本書は、文章を書く際にすぐ使えるマニュアルになることを目指している
その対象は、論述文である。つまり、論文、解説文、報告文、企画書、評論、批評、エッセイ、紀行文などである
この手の文章の目的は、読み手を感動させることではない。読書を説得し、自分の主張を広めることだ。
「ためになり、面白く、わかりやすい」文章だ。

気になることは以下です。

■メッセージこそ重要

・メッセージの明確化
 執筆作業で最も苦労するのは、テーマの発見だ。うまいテーマを見つければ、あとは何とかなる
 つまり、重要なのは、形式ではなく、実体、伝えたいメッセージの内容である

・メッセージといえるものは
 ①ひとことでいえる
 ②どうしても書きたい、突き動かされるように書きたい

・ピントをあわせる
 文章を書く作業は、見たまま、感じたままを書くことではない、その中から書くに値するものを抽出することである

・広いと浅くなる
 ①広いテーマを一定字数で論じようとすると、どうしても浅く薄くなってしまう
 ②こうしたテーマは、すでに先人たちによって語りつくされている。それに付け加えるものはほとんどない

・ではどうすれば、メッセージが見つかるか
 ⇒ メッセージを見つけるには、ひたすら「考え抜く」しかない
 ⇒ 考えない限り、アイデアは生まれない
 ⇒ 裏命題、考え抜けば、アイデアは降臨するのか?

+ + + + + + +

__作業指示__.
1. 抜粋文によると、執筆作業で最も苦労するのは何か。
2. 抜粋文の「本書は、文章を書く際にすぐ使えるマニュアルになることを目指している」から「気になることは以下です。」までを、両端の語句も含めてそのまま書き出せ。

+ + + + + + +

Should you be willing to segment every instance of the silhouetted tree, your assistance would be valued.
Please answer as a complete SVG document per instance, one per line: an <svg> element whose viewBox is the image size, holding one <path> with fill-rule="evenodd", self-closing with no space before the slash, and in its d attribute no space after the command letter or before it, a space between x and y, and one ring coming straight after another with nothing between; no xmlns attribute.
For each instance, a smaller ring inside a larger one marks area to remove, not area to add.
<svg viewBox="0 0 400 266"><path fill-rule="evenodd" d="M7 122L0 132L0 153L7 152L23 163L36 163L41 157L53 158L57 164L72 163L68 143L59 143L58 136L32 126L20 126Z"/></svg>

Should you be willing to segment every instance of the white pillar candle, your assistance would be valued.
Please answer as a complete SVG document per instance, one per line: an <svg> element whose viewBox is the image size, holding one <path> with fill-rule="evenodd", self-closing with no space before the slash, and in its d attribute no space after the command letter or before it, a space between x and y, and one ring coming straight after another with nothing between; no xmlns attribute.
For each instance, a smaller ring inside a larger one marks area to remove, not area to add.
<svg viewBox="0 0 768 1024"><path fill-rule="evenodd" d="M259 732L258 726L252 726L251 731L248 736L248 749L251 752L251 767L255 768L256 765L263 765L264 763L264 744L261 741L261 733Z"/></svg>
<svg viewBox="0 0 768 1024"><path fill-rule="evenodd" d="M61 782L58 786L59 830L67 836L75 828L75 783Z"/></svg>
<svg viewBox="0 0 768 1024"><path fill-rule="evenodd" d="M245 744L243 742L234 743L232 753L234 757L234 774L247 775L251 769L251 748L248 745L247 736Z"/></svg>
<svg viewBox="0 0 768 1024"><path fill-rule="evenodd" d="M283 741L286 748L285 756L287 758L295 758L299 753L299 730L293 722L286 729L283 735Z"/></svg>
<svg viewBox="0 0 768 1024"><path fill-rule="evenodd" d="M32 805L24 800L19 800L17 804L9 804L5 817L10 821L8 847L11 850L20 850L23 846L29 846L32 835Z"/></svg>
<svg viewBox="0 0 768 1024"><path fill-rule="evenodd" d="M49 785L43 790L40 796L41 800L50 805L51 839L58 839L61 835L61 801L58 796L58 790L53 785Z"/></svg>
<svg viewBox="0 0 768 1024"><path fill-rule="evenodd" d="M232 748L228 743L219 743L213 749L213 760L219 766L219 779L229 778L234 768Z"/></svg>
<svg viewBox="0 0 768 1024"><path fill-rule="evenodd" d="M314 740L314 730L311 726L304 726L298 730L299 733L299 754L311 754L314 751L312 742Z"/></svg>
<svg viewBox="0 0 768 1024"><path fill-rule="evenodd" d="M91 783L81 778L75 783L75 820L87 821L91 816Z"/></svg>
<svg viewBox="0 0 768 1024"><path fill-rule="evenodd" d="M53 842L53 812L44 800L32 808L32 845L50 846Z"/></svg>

+ + + + + + +

__課題別の解答__.
1. テーマの発見。

2.
本書は、文章を書く際にすぐ使えるマニュアルになることを目指している
その対象は、論述文である。つまり、論文、解説文、報告文、企画書、評論、批評、エッセイ、紀行文などである
この手の文章の目的は、読み手を感動させることではない。読書を説得し、自分の主張を広めることだ。
「ためになり、面白く、わかりやすい」文章だ。

気になることは以下です。